-- PROMPT --
In the press release below about the demoted primate center director, copy out word for word the passage starting with "The study in" and going on through "of the experiment.".
── DOCUMENT EXCERPT
Texas Primate Center Director Who Fabricated Data Demoted Following PETA Complaint
For Immediate Release:
April 12, 2023
Contact:
Tasgola Bruner 202-483-7382
Deepak Kaushal, former director of the Southwest National Primate Research Center (SNPRC), has been removed from his leadership position following a finding by federal authorities that he repeatedly lied about data from a study involving monkeys.
An August 2022 investigation by the U.S. Department of Health and Human Services’ Office of Research Integrity (ORI) found Kaushal guilty of “intentionally, knowingly, and/or recklessly falsifying and fabricating” data from a monkey study in published work and on grant applications. Despite this, the ORI recommended simply that Kaushal’s work be supervised. PETA had released the investigation findings widely, after Retraction Watch broke the story, and demanded Kaushal’s removal.
The study in question involved infecting monkeys with tuberculosis, treating them with a combination of drugs, and then infecting them with simian immunodeficiency virus, which has failed as a surrogate model for HIV infection and leads to severe and painful symptoms. The monkeys were killed at the end of the experiment.
────
── DATA SHOWN
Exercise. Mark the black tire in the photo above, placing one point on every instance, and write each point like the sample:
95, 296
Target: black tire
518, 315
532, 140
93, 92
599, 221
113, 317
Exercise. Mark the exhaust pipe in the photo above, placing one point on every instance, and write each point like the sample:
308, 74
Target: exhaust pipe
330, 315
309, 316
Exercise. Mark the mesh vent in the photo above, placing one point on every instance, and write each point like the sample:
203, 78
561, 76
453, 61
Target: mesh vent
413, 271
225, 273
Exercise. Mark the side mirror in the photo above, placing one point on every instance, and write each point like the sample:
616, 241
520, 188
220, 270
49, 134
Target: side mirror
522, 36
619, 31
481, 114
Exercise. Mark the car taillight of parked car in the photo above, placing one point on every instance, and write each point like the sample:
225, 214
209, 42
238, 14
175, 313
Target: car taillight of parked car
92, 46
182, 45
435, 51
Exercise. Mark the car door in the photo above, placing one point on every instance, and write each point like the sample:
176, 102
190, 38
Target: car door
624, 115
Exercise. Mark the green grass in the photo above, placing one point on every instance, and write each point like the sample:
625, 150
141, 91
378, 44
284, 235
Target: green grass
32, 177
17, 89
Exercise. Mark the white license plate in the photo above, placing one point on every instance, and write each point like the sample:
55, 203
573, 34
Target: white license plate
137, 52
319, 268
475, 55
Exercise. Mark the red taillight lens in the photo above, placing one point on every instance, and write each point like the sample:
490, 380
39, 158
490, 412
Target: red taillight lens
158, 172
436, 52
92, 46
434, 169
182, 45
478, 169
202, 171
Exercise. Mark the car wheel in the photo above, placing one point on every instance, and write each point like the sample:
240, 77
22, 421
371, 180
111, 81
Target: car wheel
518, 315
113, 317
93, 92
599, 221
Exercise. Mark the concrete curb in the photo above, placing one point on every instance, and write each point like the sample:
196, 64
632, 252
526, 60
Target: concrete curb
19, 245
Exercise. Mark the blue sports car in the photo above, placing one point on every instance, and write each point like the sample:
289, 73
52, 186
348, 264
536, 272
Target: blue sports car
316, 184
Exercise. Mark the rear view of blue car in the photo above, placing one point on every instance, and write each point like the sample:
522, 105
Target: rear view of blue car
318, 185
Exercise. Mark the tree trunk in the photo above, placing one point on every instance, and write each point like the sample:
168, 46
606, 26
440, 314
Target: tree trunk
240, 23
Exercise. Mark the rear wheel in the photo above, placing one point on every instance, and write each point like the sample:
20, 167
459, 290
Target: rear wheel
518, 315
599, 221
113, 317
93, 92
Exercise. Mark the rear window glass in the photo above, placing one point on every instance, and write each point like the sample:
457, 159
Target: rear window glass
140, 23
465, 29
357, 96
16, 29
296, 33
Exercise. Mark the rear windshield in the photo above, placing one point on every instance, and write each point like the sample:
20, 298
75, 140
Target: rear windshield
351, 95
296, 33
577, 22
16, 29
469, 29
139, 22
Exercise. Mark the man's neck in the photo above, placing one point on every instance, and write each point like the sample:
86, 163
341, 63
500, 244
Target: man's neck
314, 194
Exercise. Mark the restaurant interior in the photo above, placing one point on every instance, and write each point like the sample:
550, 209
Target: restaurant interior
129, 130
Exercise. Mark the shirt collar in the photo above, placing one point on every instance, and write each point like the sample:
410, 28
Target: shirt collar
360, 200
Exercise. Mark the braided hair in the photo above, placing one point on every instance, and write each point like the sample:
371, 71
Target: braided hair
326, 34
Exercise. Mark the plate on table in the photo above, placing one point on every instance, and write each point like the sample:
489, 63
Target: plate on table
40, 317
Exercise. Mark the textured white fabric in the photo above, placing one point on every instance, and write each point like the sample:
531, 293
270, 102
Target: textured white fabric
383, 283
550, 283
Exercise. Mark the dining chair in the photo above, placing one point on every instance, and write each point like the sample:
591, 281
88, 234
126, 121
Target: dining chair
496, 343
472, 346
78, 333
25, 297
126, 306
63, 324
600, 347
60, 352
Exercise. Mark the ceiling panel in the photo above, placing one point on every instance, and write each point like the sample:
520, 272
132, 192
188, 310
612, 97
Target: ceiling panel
────
── DATA SHOWN
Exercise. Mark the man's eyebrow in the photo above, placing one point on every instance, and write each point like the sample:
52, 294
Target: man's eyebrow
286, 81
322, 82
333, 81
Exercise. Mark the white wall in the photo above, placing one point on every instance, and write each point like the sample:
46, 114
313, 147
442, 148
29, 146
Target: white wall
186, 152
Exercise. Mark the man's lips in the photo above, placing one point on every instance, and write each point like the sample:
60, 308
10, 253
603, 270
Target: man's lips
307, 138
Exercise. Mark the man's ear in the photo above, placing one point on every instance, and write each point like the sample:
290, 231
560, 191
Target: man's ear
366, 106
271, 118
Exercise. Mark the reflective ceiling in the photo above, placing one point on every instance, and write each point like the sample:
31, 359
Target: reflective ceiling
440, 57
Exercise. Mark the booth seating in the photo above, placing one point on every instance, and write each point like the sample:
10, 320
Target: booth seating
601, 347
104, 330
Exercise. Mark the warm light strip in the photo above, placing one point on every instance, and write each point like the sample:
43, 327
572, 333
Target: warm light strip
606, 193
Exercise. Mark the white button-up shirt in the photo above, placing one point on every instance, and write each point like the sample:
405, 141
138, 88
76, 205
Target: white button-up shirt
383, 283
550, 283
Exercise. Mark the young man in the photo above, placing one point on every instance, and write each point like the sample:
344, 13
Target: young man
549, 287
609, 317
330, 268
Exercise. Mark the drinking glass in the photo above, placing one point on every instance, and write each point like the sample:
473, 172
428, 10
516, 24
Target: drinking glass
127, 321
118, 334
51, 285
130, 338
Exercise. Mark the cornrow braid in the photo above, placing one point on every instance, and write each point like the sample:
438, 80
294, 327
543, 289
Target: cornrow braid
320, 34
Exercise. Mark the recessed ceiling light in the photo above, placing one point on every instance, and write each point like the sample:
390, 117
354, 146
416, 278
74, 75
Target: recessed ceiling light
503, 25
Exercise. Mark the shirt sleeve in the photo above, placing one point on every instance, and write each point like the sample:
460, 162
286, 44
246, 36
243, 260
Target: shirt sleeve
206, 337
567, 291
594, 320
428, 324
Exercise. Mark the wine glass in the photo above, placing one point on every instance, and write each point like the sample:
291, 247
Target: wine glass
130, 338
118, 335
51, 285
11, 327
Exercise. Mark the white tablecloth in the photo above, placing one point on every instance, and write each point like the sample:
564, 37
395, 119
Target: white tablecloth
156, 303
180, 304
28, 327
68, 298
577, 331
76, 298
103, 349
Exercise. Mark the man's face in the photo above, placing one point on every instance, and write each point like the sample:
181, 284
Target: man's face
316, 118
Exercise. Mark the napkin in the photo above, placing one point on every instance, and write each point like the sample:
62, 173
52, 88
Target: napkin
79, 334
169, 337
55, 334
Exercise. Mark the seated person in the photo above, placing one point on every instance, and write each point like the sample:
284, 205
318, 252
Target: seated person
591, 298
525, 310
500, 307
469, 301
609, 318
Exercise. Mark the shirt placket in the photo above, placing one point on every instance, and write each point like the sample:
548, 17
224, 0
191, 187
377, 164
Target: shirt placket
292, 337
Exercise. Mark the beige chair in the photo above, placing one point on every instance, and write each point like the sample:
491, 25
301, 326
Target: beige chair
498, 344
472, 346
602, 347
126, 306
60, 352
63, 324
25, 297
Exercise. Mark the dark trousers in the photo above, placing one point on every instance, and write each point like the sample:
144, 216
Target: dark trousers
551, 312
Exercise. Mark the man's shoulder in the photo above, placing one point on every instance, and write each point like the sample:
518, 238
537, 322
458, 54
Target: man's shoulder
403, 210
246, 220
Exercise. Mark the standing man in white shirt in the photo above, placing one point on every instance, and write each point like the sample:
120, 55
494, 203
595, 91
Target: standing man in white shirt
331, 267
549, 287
────
-- RESPONSE AREA --
The study in question involved infecting monkeys with tuberculosis, treating them with a combination of drugs, and then infecting them with simian immunodeficiency virus, which has failed as a surrogate model for HIV infection and leads to severe and painful symptoms. The monkeys were killed at the end of the experiment.